== What you will do ==
Below are records; reproduce exactly the lines from the one that has "TASK = identify one point per instance of the hair" through the one that has "TASK = identify one point per instance of the hanging", ends included, and nothing more.

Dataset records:
-----

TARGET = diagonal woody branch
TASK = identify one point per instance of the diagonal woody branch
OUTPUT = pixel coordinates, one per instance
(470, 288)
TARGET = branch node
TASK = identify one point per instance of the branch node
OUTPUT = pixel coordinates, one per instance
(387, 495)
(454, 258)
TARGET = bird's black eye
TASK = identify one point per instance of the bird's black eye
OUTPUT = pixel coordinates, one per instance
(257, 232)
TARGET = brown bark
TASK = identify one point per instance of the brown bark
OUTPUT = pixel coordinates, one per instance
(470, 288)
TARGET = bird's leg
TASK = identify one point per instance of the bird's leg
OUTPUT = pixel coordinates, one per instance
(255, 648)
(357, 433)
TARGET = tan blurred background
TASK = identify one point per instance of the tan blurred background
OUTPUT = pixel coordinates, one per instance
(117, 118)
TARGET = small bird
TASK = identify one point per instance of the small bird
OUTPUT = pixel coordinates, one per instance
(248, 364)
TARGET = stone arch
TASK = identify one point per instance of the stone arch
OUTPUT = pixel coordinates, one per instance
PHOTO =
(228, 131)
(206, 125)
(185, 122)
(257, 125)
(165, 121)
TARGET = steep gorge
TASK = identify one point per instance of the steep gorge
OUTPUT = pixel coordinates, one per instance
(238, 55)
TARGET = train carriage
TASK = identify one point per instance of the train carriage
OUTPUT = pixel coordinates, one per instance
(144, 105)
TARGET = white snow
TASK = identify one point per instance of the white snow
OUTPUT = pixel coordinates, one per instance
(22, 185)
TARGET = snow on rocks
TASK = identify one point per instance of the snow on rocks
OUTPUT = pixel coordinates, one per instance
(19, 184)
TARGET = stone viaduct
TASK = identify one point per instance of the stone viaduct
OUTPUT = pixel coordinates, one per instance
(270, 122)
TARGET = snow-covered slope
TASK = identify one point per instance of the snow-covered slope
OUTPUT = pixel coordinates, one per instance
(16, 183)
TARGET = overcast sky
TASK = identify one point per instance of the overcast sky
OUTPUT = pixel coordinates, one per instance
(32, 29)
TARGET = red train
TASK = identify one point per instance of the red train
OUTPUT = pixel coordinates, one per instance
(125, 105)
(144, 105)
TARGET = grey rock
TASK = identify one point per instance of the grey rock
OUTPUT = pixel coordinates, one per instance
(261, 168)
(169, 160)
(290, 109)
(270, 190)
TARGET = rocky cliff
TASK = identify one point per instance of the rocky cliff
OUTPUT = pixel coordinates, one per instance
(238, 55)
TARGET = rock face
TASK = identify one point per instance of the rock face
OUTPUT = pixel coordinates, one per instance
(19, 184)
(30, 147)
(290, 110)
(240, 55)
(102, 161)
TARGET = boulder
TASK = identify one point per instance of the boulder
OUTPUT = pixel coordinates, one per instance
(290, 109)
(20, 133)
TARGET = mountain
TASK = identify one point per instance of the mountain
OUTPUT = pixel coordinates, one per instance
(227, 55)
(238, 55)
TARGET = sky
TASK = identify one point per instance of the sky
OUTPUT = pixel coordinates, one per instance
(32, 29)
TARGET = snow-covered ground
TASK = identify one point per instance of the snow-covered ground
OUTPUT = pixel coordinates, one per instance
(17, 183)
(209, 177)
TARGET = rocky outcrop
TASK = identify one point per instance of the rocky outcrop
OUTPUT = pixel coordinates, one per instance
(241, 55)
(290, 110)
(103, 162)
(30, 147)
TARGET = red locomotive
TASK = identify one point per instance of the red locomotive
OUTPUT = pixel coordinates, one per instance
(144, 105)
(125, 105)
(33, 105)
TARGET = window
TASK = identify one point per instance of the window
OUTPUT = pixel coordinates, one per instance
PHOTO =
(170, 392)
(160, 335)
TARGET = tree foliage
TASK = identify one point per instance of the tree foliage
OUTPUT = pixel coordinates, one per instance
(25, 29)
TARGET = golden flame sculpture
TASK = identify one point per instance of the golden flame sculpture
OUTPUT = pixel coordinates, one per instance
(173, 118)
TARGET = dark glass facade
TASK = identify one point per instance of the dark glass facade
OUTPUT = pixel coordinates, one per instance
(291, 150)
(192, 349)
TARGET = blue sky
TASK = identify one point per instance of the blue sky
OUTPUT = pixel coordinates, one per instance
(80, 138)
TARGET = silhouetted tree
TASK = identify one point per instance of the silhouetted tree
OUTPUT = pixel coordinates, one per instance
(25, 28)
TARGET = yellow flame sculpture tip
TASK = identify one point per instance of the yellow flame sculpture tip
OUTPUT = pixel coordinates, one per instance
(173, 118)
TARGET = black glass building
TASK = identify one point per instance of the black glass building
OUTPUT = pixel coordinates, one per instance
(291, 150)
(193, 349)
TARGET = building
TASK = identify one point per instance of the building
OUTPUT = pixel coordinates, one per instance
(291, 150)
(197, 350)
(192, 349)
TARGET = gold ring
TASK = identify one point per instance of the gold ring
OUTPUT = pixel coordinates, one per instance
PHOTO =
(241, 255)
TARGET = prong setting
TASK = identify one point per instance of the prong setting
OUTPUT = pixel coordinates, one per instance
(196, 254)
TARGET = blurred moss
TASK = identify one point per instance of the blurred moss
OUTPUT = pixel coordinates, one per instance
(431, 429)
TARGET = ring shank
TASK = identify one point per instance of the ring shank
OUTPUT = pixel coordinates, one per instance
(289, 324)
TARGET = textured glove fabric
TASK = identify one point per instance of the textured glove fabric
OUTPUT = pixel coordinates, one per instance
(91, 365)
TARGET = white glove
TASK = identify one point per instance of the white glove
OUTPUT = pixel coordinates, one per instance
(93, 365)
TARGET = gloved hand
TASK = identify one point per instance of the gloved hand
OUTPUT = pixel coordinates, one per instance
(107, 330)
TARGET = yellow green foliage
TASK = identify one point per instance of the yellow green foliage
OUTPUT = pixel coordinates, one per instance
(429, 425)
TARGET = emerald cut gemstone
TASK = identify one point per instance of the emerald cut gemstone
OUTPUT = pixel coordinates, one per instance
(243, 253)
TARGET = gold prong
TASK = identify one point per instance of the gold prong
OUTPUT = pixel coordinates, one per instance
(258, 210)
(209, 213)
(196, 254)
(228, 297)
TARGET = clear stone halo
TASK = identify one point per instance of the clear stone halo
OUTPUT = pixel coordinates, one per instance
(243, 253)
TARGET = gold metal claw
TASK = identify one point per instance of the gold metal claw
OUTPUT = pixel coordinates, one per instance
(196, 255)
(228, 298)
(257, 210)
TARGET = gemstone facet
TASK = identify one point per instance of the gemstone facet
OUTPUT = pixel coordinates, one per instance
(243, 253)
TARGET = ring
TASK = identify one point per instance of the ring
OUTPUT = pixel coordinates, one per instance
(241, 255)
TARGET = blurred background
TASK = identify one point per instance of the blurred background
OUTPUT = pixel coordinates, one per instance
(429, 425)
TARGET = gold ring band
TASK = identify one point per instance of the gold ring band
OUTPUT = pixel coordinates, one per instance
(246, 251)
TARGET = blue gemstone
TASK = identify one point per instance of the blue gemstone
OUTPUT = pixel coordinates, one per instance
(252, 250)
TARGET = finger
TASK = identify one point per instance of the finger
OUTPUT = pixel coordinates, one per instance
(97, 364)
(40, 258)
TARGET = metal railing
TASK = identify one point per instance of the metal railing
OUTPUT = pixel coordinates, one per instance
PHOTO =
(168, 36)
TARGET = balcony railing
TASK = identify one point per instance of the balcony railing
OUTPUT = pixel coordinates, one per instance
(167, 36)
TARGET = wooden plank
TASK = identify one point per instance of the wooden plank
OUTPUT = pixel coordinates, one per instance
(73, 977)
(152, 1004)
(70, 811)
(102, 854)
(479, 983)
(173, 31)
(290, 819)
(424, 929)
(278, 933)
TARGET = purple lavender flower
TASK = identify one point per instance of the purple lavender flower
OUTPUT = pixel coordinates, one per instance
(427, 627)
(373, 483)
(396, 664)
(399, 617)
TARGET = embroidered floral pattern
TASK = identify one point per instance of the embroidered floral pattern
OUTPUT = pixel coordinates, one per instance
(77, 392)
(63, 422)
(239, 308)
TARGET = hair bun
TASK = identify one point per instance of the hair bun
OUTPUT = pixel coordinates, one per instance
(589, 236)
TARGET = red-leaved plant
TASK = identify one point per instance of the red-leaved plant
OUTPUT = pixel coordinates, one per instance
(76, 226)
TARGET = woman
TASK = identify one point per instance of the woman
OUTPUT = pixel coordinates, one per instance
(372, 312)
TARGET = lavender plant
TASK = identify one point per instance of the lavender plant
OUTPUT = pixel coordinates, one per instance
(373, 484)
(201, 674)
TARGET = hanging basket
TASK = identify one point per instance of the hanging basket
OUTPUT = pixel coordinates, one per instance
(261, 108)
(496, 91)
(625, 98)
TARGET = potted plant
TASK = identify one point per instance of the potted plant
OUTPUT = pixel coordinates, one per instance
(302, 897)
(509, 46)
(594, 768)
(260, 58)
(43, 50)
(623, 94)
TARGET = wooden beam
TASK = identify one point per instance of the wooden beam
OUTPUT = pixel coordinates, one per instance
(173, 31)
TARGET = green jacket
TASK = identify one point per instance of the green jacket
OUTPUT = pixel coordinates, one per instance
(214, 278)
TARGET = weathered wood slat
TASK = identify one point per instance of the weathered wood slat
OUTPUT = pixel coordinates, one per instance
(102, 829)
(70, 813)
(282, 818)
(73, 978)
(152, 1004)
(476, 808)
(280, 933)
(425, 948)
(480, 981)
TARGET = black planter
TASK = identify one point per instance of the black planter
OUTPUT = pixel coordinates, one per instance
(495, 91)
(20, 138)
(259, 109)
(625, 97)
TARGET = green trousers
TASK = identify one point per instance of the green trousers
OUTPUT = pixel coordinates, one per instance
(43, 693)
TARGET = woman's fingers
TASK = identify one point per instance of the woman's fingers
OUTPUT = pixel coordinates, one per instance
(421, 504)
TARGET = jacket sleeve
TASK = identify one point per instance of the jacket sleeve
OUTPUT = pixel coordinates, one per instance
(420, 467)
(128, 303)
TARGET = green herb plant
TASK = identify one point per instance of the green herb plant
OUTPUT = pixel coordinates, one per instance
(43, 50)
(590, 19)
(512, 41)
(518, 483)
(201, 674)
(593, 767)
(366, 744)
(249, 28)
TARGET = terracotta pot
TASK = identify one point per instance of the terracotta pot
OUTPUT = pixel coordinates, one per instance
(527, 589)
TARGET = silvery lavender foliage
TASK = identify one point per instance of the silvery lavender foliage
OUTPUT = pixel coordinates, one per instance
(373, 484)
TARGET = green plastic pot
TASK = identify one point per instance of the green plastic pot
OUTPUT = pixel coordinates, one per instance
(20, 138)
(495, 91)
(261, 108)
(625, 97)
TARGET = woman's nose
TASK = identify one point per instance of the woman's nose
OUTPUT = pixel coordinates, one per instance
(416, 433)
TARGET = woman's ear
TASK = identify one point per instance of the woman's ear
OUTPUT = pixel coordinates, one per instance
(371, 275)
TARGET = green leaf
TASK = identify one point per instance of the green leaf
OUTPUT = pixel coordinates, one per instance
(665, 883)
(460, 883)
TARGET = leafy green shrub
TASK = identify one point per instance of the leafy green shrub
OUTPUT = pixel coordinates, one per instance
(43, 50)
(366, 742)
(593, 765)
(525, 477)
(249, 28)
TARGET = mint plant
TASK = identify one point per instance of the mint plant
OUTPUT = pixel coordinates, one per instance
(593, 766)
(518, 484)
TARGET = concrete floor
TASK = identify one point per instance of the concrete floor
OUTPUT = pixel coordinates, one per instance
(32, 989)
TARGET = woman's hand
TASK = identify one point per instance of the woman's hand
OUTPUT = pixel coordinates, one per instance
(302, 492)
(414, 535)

-----

== Task answer ==
TASK = identify one point per instance of the hair bun
OUTPUT = pixel coordinates, one per instance
(589, 236)
TARGET = red-leaved plant
TASK = identify one point per instance of the red-leaved plant
OUTPUT = pixel coordinates, one per instance
(76, 226)
TARGET = woman
TASK = identify one point per instance of the woman
OUTPUT = pixel coordinates, one per instance
(372, 312)
TARGET = lavender plant
TASK = identify one point per instance of the lavender plant
OUTPUT = pixel coordinates, one per instance
(373, 484)
(201, 674)
TARGET = hanging basket
TASK = identify one point per instance of the hanging basket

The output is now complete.